Remembering his grandparents' house back when he was a kid in the late 90s and early aughts. And this is another reminiscing Redditor. My dad bought this house. When I was a kid, you know, it was like less than a thousand square feet, very small, unfinished. He worked overtime for three or four years to pay it off. This is Wayne describing a childhood summer home by the water.
Anytime that my dad could get away, we were at that house. You know, I have very fond memories of my siblings and I sitting in the back of a radio flyer wagon and our mom pulling us to the beach for the day while my dad... built a deck or rake pine needles or whatever it was and needed to do it around the house. So it was a place that was very, very, very precious to him. Wayne's summer house was in Claremont Harbor on the Gulf Coast of Mississippi, not far from Scooter's grandparents' house.
in New Orleans. Which is where another Redditor, Laureen, had an old home that she'd recently purchased from a sort of well-known family in town. And it had been in their family for many years, so for me to even get that house was a big deal. But over the years, they couldn't afford to do anything to it. So it had been completely gutted. So it was in a weak state. Three Redditors with homes that held generations of memories.
That's why we had Christmas every year until then, and then never again. Everything was okay and that everything is definitely not okay. I just started to cry because I'm like, there's nothing that you can really do at this point. A category four storm with winds topping 145 miles an hour. Water is pouring into the city. So catastrophic is the destruction some emergency officials are calling it biblical.
¶ Katrina's Impact and Google Earth's Rise
20 years ago this year, August 29, 2005 to be exact, Hurricane Katrina made landfall near the Louisiana-Mississippi border. Scooter, our first Redditor, had already evacuated with his mom and older brother and grandparents. It was very clear, even as a seven-year-old, that what was happening was a big deal. Wayne evacuated, too. along with the rest of his immediate family. In the aftermath, there was really nothing to do but just absorb all the bad news that was being.

== Dataset content ==
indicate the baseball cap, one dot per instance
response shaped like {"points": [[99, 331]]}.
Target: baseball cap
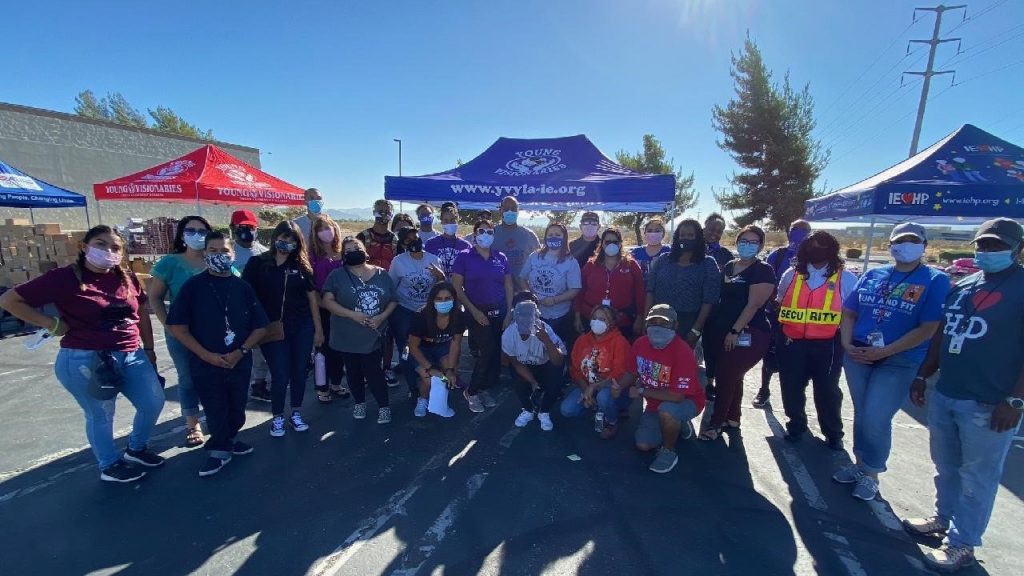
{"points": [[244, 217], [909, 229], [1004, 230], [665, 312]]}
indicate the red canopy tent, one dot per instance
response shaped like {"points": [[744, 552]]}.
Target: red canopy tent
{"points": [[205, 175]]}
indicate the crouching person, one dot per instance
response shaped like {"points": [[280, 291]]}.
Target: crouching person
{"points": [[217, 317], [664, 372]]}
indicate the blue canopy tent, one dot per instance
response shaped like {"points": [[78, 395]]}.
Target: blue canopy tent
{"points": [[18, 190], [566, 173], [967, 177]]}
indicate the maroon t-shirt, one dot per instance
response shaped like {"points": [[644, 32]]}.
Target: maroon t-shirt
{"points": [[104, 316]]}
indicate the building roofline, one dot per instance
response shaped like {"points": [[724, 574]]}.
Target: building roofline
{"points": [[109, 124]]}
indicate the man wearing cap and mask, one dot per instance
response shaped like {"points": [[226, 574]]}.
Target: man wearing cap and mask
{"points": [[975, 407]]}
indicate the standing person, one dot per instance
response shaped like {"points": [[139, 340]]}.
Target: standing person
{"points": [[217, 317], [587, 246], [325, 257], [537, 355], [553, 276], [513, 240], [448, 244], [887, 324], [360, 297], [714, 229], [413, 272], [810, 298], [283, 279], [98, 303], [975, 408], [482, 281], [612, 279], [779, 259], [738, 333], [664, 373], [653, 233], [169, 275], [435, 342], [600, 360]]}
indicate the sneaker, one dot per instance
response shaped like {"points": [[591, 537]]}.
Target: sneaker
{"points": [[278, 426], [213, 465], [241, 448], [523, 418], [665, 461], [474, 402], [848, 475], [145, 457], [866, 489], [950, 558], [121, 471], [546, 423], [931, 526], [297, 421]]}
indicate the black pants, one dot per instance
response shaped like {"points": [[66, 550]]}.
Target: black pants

==

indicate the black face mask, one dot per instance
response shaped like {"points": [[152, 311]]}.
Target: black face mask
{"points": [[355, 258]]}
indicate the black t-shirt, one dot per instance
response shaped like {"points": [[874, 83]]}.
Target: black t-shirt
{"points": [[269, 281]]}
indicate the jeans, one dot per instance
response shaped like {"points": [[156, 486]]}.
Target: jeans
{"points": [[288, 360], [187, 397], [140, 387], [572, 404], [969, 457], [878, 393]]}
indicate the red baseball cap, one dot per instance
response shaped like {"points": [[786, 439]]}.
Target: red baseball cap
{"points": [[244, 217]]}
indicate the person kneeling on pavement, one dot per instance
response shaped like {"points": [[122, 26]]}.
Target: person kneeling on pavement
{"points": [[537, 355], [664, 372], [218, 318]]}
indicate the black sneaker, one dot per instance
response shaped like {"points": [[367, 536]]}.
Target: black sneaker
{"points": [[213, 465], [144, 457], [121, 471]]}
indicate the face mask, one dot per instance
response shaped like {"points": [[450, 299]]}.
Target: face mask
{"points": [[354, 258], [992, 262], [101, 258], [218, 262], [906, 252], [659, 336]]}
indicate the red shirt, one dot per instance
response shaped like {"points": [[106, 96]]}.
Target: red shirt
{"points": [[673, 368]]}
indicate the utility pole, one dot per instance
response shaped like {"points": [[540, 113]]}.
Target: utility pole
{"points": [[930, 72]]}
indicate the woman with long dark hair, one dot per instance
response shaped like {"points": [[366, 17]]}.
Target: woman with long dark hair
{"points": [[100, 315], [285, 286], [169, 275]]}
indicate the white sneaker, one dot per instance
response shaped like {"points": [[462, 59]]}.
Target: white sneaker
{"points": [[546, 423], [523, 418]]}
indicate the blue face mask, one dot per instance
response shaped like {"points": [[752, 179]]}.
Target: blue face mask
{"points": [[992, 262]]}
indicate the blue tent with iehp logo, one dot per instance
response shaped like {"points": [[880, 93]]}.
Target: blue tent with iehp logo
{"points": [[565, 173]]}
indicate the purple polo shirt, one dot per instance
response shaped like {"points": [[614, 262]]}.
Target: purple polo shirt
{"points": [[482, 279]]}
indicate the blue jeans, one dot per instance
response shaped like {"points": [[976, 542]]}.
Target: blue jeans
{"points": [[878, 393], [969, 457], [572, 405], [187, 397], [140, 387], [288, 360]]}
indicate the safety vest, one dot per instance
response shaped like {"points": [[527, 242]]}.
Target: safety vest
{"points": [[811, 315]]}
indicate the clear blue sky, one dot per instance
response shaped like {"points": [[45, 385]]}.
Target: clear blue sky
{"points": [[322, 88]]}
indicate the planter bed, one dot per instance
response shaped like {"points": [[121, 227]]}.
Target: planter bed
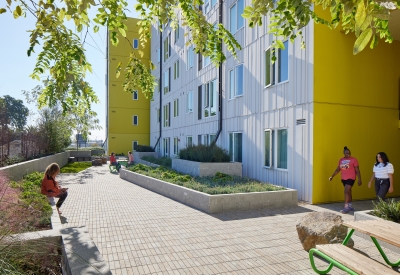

== Set task 1 ==
Answer these from the Hurricane Katrina passage:
(a) Where was Wayne's summer house?
(b) On what date did Hurricane Katrina make landfall?
(c) Who did Scooter evacuate with?
== Set task 2 ==
Write out everything in the Hurricane Katrina passage from "That's why we" down to "calling it biblical.".

== Exercise response 1 ==
(a) Claremont Harbor on the Gulf Coast of Mississippi
(b) August 29, 2005
(c) His mom, his older brother, and his grandparents

== Exercise response 2 ==
That's why we had Christmas every year until then, and then never again. Everything was okay and that everything is definitely not okay. I just started to cry because I'm like, there's nothing that you can really do at this point. A category four storm with winds topping 145 miles an hour. Water is pouring into the city. So catastrophic is the destruction some emergency officials are calling it biblical.